**AIM:**
Copy exactly the lines from the one containing "[detect] blue sky" through the last line of the records, both included, and nothing more.

===== GIVEN ENTRIES

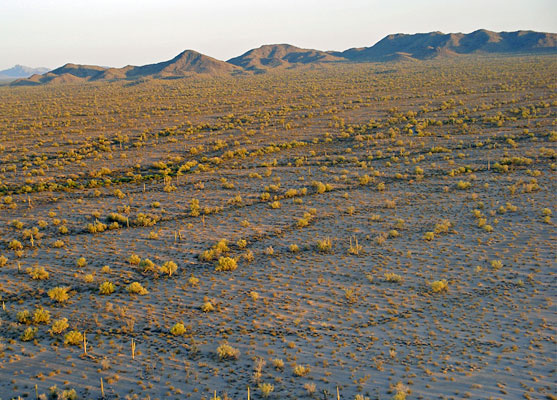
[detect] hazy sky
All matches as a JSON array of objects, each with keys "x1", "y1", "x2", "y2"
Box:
[{"x1": 0, "y1": 0, "x2": 557, "y2": 70}]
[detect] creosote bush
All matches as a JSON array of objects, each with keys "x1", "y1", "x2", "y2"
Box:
[
  {"x1": 49, "y1": 318, "x2": 69, "y2": 335},
  {"x1": 48, "y1": 287, "x2": 70, "y2": 303},
  {"x1": 215, "y1": 257, "x2": 238, "y2": 271},
  {"x1": 217, "y1": 342, "x2": 240, "y2": 360},
  {"x1": 126, "y1": 282, "x2": 149, "y2": 296},
  {"x1": 64, "y1": 331, "x2": 83, "y2": 346},
  {"x1": 99, "y1": 281, "x2": 116, "y2": 295},
  {"x1": 26, "y1": 267, "x2": 50, "y2": 280}
]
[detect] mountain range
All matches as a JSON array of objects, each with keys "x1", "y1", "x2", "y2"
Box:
[
  {"x1": 12, "y1": 29, "x2": 557, "y2": 86},
  {"x1": 0, "y1": 64, "x2": 48, "y2": 80}
]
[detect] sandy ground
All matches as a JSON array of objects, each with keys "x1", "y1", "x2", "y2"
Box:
[{"x1": 0, "y1": 56, "x2": 557, "y2": 399}]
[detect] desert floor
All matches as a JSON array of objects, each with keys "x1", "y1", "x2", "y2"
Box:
[{"x1": 0, "y1": 56, "x2": 557, "y2": 400}]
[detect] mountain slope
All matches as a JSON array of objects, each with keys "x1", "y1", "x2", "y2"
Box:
[
  {"x1": 333, "y1": 29, "x2": 557, "y2": 61},
  {"x1": 126, "y1": 50, "x2": 239, "y2": 78},
  {"x1": 228, "y1": 44, "x2": 342, "y2": 72},
  {"x1": 12, "y1": 29, "x2": 557, "y2": 86}
]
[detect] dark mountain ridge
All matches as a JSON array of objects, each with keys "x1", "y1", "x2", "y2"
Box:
[{"x1": 12, "y1": 29, "x2": 557, "y2": 86}]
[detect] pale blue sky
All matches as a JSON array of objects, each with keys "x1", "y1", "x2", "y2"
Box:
[{"x1": 0, "y1": 0, "x2": 557, "y2": 70}]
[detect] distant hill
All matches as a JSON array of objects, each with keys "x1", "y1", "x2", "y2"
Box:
[
  {"x1": 228, "y1": 44, "x2": 342, "y2": 72},
  {"x1": 0, "y1": 64, "x2": 48, "y2": 79},
  {"x1": 333, "y1": 29, "x2": 557, "y2": 62},
  {"x1": 11, "y1": 29, "x2": 557, "y2": 86},
  {"x1": 12, "y1": 50, "x2": 241, "y2": 86}
]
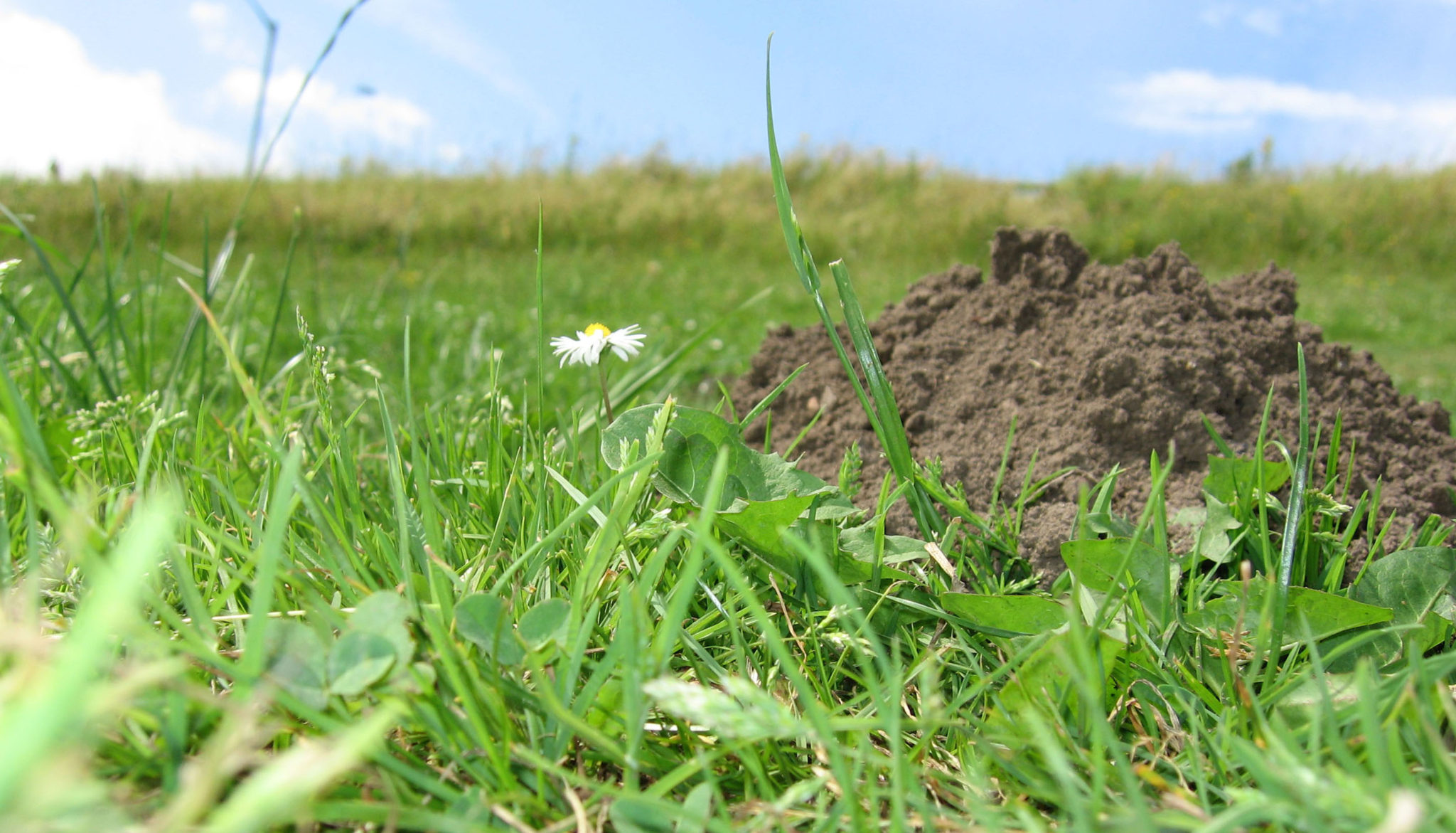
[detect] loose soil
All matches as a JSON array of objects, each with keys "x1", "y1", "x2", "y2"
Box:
[{"x1": 732, "y1": 228, "x2": 1456, "y2": 571}]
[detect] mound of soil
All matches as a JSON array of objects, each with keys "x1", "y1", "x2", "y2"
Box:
[{"x1": 734, "y1": 228, "x2": 1456, "y2": 571}]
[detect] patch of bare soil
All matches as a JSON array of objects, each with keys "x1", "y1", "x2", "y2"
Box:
[{"x1": 734, "y1": 228, "x2": 1456, "y2": 571}]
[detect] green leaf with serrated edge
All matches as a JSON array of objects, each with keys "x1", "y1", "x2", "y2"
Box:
[
  {"x1": 456, "y1": 593, "x2": 525, "y2": 666},
  {"x1": 515, "y1": 598, "x2": 571, "y2": 649},
  {"x1": 1327, "y1": 546, "x2": 1456, "y2": 670},
  {"x1": 1203, "y1": 456, "x2": 1290, "y2": 504},
  {"x1": 839, "y1": 521, "x2": 929, "y2": 563},
  {"x1": 677, "y1": 783, "x2": 714, "y2": 833},
  {"x1": 715, "y1": 497, "x2": 924, "y2": 584},
  {"x1": 941, "y1": 593, "x2": 1067, "y2": 637},
  {"x1": 1061, "y1": 537, "x2": 1179, "y2": 616},
  {"x1": 350, "y1": 591, "x2": 415, "y2": 674},
  {"x1": 1274, "y1": 672, "x2": 1360, "y2": 726},
  {"x1": 1194, "y1": 492, "x2": 1243, "y2": 563},
  {"x1": 1184, "y1": 580, "x2": 1391, "y2": 652},
  {"x1": 987, "y1": 630, "x2": 1127, "y2": 734},
  {"x1": 268, "y1": 619, "x2": 329, "y2": 709},
  {"x1": 601, "y1": 405, "x2": 843, "y2": 517},
  {"x1": 607, "y1": 795, "x2": 673, "y2": 833},
  {"x1": 329, "y1": 630, "x2": 395, "y2": 698}
]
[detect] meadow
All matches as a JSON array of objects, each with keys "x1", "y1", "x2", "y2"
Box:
[{"x1": 0, "y1": 152, "x2": 1456, "y2": 833}]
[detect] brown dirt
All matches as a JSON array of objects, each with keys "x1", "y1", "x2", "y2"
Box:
[{"x1": 734, "y1": 228, "x2": 1456, "y2": 571}]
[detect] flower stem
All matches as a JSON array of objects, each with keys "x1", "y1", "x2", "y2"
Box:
[{"x1": 597, "y1": 361, "x2": 616, "y2": 425}]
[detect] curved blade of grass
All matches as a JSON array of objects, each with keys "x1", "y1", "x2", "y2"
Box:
[
  {"x1": 1270, "y1": 344, "x2": 1310, "y2": 658},
  {"x1": 828, "y1": 260, "x2": 945, "y2": 538},
  {"x1": 763, "y1": 36, "x2": 881, "y2": 435},
  {"x1": 763, "y1": 38, "x2": 945, "y2": 538},
  {"x1": 0, "y1": 203, "x2": 117, "y2": 399}
]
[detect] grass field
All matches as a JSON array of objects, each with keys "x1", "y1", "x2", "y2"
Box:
[{"x1": 0, "y1": 153, "x2": 1456, "y2": 833}]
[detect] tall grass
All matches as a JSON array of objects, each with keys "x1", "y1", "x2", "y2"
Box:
[
  {"x1": 0, "y1": 150, "x2": 1456, "y2": 403},
  {"x1": 0, "y1": 141, "x2": 1456, "y2": 832}
]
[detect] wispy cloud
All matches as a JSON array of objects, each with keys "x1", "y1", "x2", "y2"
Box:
[
  {"x1": 1113, "y1": 70, "x2": 1456, "y2": 163},
  {"x1": 353, "y1": 0, "x2": 556, "y2": 127},
  {"x1": 218, "y1": 67, "x2": 432, "y2": 147},
  {"x1": 186, "y1": 0, "x2": 259, "y2": 63},
  {"x1": 0, "y1": 6, "x2": 243, "y2": 175},
  {"x1": 1199, "y1": 3, "x2": 1284, "y2": 38}
]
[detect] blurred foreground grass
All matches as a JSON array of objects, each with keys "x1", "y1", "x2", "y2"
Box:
[{"x1": 9, "y1": 152, "x2": 1456, "y2": 406}]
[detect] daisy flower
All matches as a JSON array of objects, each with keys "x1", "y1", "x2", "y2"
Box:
[{"x1": 550, "y1": 323, "x2": 646, "y2": 367}]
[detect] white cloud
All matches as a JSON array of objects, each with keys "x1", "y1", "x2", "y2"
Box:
[
  {"x1": 0, "y1": 6, "x2": 243, "y2": 175},
  {"x1": 1199, "y1": 0, "x2": 1281, "y2": 38},
  {"x1": 218, "y1": 67, "x2": 431, "y2": 149},
  {"x1": 1113, "y1": 70, "x2": 1456, "y2": 164},
  {"x1": 346, "y1": 0, "x2": 556, "y2": 125},
  {"x1": 186, "y1": 0, "x2": 257, "y2": 63}
]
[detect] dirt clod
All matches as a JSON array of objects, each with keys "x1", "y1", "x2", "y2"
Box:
[{"x1": 734, "y1": 228, "x2": 1456, "y2": 579}]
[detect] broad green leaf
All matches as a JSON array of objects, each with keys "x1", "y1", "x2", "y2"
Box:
[
  {"x1": 992, "y1": 630, "x2": 1127, "y2": 726},
  {"x1": 718, "y1": 497, "x2": 814, "y2": 575},
  {"x1": 717, "y1": 497, "x2": 924, "y2": 584},
  {"x1": 1274, "y1": 672, "x2": 1360, "y2": 723},
  {"x1": 350, "y1": 591, "x2": 415, "y2": 674},
  {"x1": 1337, "y1": 546, "x2": 1456, "y2": 670},
  {"x1": 839, "y1": 521, "x2": 929, "y2": 563},
  {"x1": 515, "y1": 598, "x2": 571, "y2": 649},
  {"x1": 329, "y1": 630, "x2": 395, "y2": 698},
  {"x1": 941, "y1": 593, "x2": 1067, "y2": 637},
  {"x1": 268, "y1": 619, "x2": 329, "y2": 709},
  {"x1": 1194, "y1": 492, "x2": 1242, "y2": 563},
  {"x1": 1184, "y1": 580, "x2": 1391, "y2": 647},
  {"x1": 607, "y1": 795, "x2": 673, "y2": 833},
  {"x1": 1061, "y1": 537, "x2": 1179, "y2": 616},
  {"x1": 677, "y1": 782, "x2": 714, "y2": 833},
  {"x1": 1203, "y1": 456, "x2": 1290, "y2": 504},
  {"x1": 456, "y1": 593, "x2": 525, "y2": 666},
  {"x1": 601, "y1": 405, "x2": 845, "y2": 511}
]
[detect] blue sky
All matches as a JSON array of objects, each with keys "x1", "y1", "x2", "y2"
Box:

==========

**SOLVED PROBLEM:**
[detect] blue sky
All matches as a JSON array of objects, each with keys "x1", "y1", "x2", "y2"
Box:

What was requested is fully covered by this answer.